--- List of tasks ---
A – Could you transcribe the passage of the Macy's parade article between "But because the" and "will take part.", inclusive, copying every word precisely?
B – What comes next in the article on the scaled-back Thanksgiving Day parade? Write the following part, picking up right after its final sentence.

--- Text provided ---

Macy’s Thanksgiving Day parade in NYC pared down amid growing COVID concerns
NEW YORK — New York City’s iconic Macy’s Thanksgiving Day parade has been scaled back once again over coronavirus concerns.
The parade will still be broadcast to millions of Americans on television this Thursday, but New Yorkers hoping to catch a glimpse in person, for the most part, will be out of luck.
Earlier this month, Macy’s announced that many of the festivities associated with the parade, including the procession of floats and performers along Central Park West, would not take place this year to keep crowds at bay and ensure safe social distancing. That plan included relegating floats to 34th Street in front of Macy’s flagship store and cutting the number of participants down to 25%.
But because the Big Apple is seeing a surge in coronavirus cases big enough to warrant the shut down of public schools, the parade had to be pared down even more.
“The plan is good. It’s not exactly what we wanted it to be, but I imagine everyone has a story like that in 2020,” Susan Tercero, the parade’s executive producer, said Monday. “It was in the best interest of everybody to reduce our footprint.”
Now, the parade is expected to run with 12% of the participants it would feature in a normal year. In prior years, anywhere between 8,000 and 10,000 people — from marching bands to dancers to float handlers — are involved in putting on the show. This year, only about 960 people will take part.
That means the outof-town high school and college marching bands selected to appear on Thanksgiving Day will sit out this year’s festivities in the hopes of returning for the 2021 show. Those bands, which in a typical year flock to New York from across the country, will be replaced by locallybased professional acts.

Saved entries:
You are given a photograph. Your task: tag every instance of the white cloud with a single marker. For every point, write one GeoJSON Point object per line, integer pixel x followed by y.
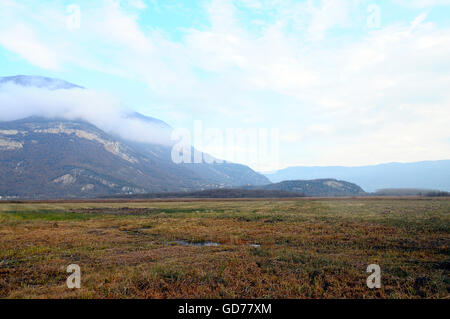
{"type": "Point", "coordinates": [23, 41]}
{"type": "Point", "coordinates": [378, 97]}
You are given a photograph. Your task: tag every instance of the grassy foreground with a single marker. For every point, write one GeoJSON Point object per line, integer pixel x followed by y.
{"type": "Point", "coordinates": [266, 249]}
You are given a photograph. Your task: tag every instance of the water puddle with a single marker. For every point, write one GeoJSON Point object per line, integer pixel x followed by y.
{"type": "Point", "coordinates": [206, 244]}
{"type": "Point", "coordinates": [199, 244]}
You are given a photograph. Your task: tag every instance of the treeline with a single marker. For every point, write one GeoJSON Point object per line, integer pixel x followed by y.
{"type": "Point", "coordinates": [438, 194]}
{"type": "Point", "coordinates": [217, 193]}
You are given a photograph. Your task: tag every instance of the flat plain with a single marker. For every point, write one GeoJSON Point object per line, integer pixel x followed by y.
{"type": "Point", "coordinates": [296, 248]}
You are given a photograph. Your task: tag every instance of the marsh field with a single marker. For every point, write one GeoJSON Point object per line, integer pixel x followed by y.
{"type": "Point", "coordinates": [296, 248]}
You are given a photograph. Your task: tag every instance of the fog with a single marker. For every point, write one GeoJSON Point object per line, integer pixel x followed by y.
{"type": "Point", "coordinates": [98, 108]}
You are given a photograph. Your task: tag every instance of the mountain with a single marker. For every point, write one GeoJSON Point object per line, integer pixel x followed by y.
{"type": "Point", "coordinates": [428, 174]}
{"type": "Point", "coordinates": [318, 187]}
{"type": "Point", "coordinates": [59, 158]}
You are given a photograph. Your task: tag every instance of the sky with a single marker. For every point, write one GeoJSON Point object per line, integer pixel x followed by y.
{"type": "Point", "coordinates": [343, 82]}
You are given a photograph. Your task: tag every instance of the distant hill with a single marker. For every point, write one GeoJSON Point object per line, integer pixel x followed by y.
{"type": "Point", "coordinates": [318, 187]}
{"type": "Point", "coordinates": [422, 175]}
{"type": "Point", "coordinates": [410, 192]}
{"type": "Point", "coordinates": [46, 158]}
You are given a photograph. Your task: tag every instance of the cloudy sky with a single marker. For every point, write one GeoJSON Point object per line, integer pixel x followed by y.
{"type": "Point", "coordinates": [346, 82]}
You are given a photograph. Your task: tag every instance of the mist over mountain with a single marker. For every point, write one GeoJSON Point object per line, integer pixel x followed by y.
{"type": "Point", "coordinates": [428, 174]}
{"type": "Point", "coordinates": [25, 96]}
{"type": "Point", "coordinates": [65, 151]}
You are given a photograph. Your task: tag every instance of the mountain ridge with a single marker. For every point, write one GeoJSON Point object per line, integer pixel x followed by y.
{"type": "Point", "coordinates": [423, 174]}
{"type": "Point", "coordinates": [43, 157]}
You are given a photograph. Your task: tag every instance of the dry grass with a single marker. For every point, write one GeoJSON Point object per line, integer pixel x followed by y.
{"type": "Point", "coordinates": [309, 249]}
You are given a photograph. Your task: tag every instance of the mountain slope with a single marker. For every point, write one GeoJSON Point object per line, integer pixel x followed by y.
{"type": "Point", "coordinates": [318, 187]}
{"type": "Point", "coordinates": [59, 158]}
{"type": "Point", "coordinates": [428, 174]}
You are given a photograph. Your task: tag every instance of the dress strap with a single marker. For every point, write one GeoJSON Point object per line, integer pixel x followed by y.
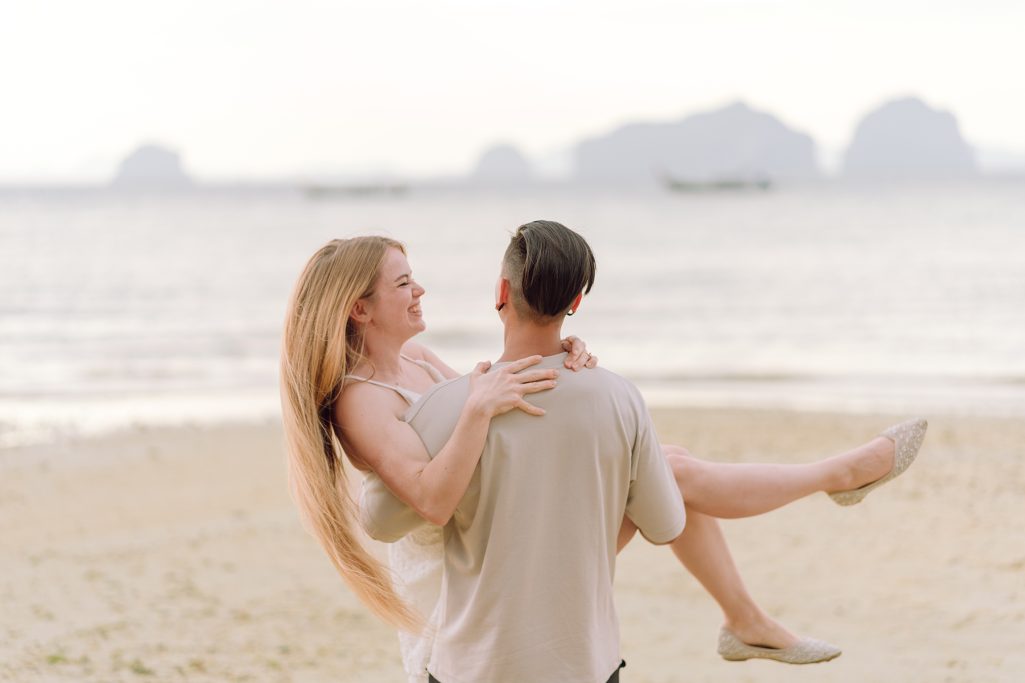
{"type": "Point", "coordinates": [408, 395]}
{"type": "Point", "coordinates": [435, 373]}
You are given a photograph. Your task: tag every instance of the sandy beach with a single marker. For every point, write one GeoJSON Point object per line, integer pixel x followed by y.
{"type": "Point", "coordinates": [175, 554]}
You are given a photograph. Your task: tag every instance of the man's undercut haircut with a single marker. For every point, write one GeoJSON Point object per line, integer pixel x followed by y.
{"type": "Point", "coordinates": [547, 265]}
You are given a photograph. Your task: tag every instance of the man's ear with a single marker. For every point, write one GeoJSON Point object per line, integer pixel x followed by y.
{"type": "Point", "coordinates": [503, 294]}
{"type": "Point", "coordinates": [360, 314]}
{"type": "Point", "coordinates": [576, 303]}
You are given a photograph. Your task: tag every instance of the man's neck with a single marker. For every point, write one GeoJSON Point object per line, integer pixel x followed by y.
{"type": "Point", "coordinates": [527, 338]}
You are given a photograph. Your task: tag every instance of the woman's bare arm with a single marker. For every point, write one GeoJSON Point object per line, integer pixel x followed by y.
{"type": "Point", "coordinates": [433, 487]}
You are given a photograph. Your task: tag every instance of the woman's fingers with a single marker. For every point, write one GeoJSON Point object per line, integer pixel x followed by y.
{"type": "Point", "coordinates": [534, 375]}
{"type": "Point", "coordinates": [534, 387]}
{"type": "Point", "coordinates": [523, 363]}
{"type": "Point", "coordinates": [529, 408]}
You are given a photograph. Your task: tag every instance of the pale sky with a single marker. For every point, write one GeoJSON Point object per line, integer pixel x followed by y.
{"type": "Point", "coordinates": [261, 88]}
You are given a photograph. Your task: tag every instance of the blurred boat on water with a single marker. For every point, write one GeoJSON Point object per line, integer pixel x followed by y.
{"type": "Point", "coordinates": [719, 185]}
{"type": "Point", "coordinates": [364, 190]}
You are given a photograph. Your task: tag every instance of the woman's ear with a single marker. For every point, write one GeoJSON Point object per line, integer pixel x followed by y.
{"type": "Point", "coordinates": [360, 314]}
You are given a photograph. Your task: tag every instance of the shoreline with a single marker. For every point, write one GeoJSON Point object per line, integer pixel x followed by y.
{"type": "Point", "coordinates": [174, 553]}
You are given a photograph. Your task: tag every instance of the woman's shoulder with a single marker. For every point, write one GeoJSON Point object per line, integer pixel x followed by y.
{"type": "Point", "coordinates": [415, 351]}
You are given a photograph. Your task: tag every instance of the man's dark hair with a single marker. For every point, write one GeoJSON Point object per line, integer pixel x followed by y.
{"type": "Point", "coordinates": [547, 265]}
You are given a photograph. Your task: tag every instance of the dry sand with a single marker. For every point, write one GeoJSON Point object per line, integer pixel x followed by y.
{"type": "Point", "coordinates": [175, 554]}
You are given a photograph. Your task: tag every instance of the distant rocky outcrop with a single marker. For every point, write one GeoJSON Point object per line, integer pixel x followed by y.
{"type": "Point", "coordinates": [502, 164]}
{"type": "Point", "coordinates": [906, 138]}
{"type": "Point", "coordinates": [152, 166]}
{"type": "Point", "coordinates": [733, 143]}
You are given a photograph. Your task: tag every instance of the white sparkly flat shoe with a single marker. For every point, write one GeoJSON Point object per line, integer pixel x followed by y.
{"type": "Point", "coordinates": [907, 439]}
{"type": "Point", "coordinates": [806, 650]}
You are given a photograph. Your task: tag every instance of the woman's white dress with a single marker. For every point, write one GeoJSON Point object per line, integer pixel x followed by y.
{"type": "Point", "coordinates": [417, 563]}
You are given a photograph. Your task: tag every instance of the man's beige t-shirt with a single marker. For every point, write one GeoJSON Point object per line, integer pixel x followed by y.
{"type": "Point", "coordinates": [530, 552]}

--- Task responses ---
A –
But because the Big Apple is seeing a surge in coronavirus cases big enough to warrant the shut down of public schools, the parade had to be pared down even more.
“The plan is good. It’s not exactly what we wanted it to be, but I imagine everyone has a story like that in 2020,” Susan Tercero, the parade’s executive producer, said Monday. “It was in the best interest of everybody to reduce our footprint.”
Now, the parade is expected to run with 12% of the participants it would feature in a normal year. In prior years, anywhere between 8,000 and 10,000 people — from marching bands to dancers to float handlers — are involved in putting on the show. This year, only about 960 people will take part.

B –
Many of the sturdy souls who brave gusting winds and bone-chilling temperatures to make sure parade floats don’t fly off into the clouds won’t be there this year as well. Instead, some of the floats will be commandeered by a “specially rigged anchor vehicle framework,” consisting of five cars approved by the city’s Transportation Department.
Tercero said the parade’s organizers discussed a number of other options to ensure the parade could happen amid the worst pandemic in the nation’s history, but not all of them will come to pass.
One involved filming marching bands in their home towns and broadcasting the footage as part of the parade’s television coverage on NBC. That became complicated, and ultimately deemed unfeasible, because many of those programs had been temporarily disbanded due to COVID-19.
Another option would have been to display floats in ballparks or parking lots, but that was scrapped in its early stages over logistical concerns, Tercero said.
“There’s not as much space as you think,” she said of the ballparks. The lighting in parking lots could have also become a tangled-up situation with all the ropes needed to secure the massive floating balloons.
“There’s a lot of reasons why it’s easier to do it where we’re doing it,” she said.